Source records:
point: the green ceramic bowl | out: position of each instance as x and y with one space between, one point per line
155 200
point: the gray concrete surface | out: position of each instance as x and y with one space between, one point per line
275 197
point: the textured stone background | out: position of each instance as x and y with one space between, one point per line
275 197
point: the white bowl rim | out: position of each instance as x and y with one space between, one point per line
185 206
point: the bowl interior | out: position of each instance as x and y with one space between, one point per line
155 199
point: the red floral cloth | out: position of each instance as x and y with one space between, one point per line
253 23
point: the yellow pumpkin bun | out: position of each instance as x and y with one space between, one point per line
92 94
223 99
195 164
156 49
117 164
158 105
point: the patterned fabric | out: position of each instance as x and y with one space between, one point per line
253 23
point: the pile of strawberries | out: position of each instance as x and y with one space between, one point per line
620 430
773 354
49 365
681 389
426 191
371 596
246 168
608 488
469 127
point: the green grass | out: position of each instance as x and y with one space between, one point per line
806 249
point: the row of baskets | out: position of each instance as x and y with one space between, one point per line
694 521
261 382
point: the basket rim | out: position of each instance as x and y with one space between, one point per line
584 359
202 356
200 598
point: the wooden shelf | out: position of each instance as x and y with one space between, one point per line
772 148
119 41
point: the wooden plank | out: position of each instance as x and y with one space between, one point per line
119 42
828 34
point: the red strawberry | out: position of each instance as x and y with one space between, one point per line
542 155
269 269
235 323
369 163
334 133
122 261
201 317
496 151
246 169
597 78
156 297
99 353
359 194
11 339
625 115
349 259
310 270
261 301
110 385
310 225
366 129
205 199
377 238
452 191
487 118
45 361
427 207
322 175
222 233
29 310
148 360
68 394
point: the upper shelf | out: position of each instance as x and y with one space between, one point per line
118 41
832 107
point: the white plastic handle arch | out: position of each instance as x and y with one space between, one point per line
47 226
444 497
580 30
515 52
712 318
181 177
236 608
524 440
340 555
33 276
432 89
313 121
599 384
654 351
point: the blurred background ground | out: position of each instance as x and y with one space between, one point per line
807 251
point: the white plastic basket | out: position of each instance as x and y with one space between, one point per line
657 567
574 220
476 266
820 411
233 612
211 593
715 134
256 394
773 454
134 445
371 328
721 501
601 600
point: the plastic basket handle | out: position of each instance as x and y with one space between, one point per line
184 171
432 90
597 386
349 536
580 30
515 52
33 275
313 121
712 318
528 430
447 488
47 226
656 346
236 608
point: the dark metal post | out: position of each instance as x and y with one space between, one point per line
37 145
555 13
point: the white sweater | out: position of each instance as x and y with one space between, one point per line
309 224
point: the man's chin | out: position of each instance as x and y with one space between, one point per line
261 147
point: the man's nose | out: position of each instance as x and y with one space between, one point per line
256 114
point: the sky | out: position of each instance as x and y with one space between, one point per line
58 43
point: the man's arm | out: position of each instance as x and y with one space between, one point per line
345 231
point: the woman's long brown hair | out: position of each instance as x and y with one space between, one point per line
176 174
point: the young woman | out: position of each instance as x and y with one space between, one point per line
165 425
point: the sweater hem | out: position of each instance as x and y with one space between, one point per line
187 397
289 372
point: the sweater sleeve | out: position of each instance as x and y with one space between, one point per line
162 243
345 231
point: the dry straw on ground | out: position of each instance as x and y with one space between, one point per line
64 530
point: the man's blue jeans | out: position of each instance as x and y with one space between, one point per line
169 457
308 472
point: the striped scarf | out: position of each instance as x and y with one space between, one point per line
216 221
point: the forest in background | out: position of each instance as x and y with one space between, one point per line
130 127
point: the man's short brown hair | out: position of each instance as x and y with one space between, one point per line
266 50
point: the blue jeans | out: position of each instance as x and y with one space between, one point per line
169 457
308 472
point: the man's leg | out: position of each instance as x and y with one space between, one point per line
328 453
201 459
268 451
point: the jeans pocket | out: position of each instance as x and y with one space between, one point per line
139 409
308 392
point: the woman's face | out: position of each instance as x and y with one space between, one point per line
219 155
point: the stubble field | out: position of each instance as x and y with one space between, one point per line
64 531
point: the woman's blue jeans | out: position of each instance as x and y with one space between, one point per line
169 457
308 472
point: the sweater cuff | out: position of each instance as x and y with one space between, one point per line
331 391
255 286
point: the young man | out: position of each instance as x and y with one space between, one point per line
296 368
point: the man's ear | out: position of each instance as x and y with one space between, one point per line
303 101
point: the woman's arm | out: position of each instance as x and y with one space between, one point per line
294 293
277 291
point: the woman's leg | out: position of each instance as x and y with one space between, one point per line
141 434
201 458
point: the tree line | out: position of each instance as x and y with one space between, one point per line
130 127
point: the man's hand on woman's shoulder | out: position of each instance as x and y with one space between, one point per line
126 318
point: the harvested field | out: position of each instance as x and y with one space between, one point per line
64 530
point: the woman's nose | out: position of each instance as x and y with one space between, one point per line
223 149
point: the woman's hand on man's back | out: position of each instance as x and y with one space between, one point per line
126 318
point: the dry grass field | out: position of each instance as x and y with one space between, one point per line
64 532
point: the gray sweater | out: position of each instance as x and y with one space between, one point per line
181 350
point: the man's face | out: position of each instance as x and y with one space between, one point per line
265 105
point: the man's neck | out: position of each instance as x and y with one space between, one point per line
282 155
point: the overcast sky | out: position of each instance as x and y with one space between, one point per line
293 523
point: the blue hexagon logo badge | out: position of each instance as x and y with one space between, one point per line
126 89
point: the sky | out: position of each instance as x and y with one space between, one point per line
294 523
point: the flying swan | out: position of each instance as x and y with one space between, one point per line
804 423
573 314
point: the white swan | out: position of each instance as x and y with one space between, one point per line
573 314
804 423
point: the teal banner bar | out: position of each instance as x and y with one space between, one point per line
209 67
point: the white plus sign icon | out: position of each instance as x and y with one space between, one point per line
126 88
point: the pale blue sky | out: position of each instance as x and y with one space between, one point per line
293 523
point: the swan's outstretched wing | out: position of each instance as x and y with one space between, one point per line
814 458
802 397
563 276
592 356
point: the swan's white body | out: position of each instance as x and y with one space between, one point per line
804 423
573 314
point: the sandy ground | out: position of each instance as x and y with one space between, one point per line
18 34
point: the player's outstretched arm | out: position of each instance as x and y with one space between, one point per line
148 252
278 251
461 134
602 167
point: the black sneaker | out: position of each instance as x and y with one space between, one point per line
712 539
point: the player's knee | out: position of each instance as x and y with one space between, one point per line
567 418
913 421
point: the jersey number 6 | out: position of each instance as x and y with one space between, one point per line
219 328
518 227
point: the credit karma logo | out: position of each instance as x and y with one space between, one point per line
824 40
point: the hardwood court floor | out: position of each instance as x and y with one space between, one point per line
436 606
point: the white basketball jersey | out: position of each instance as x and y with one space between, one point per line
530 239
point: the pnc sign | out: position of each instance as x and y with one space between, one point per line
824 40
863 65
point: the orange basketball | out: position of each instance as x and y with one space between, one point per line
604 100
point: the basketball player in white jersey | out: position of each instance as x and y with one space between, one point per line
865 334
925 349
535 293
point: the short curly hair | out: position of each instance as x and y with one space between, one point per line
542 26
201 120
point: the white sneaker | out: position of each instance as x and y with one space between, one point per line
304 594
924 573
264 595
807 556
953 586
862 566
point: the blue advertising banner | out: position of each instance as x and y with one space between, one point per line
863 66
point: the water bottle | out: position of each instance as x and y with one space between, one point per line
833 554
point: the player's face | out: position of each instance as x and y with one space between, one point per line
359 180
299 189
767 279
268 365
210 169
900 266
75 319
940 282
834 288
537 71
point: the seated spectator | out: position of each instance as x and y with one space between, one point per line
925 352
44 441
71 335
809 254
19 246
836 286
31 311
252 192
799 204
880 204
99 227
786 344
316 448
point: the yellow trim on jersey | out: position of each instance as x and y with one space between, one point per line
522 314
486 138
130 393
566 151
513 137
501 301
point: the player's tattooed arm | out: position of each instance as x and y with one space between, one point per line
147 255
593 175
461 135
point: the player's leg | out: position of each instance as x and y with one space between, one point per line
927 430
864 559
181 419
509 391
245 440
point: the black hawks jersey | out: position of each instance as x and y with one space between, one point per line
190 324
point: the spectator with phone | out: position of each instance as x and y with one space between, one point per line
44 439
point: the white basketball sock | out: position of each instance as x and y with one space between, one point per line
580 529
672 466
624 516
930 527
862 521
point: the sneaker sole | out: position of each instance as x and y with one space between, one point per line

### Direction
Can you quote exactly the lines from the one containing "point: the black hawks" through the last line of the records above, and nothing else?

### Exercise answer
point: the black hawks jersey | out: position of each instance as x and y with one space between, one point per line
190 324
point: the spectator with phone | out: position of each instance as x and y with one space between, one point per line
44 439
point: the white basketball sock | out: position of each instance as x and y with one space between, one point per line
580 529
672 466
624 516
930 527
862 521
point: the sneaker sole | out: position of each instance as x and y with one space between, one point per line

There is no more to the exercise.